Replace every "bowl" in the rows below with "dish", and write the lines out again with nothing else changed.

GIVEN ENTRIES:
───

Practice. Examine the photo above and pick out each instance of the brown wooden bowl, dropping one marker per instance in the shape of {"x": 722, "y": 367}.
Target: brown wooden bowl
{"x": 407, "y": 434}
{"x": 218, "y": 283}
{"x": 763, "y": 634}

───

FULL RESPONSE:
Practice. Examine the photo above and pick out each instance of the brown wooden dish, dropping one marker per instance in the shape of {"x": 722, "y": 367}.
Target: brown wooden dish
{"x": 407, "y": 434}
{"x": 218, "y": 283}
{"x": 763, "y": 634}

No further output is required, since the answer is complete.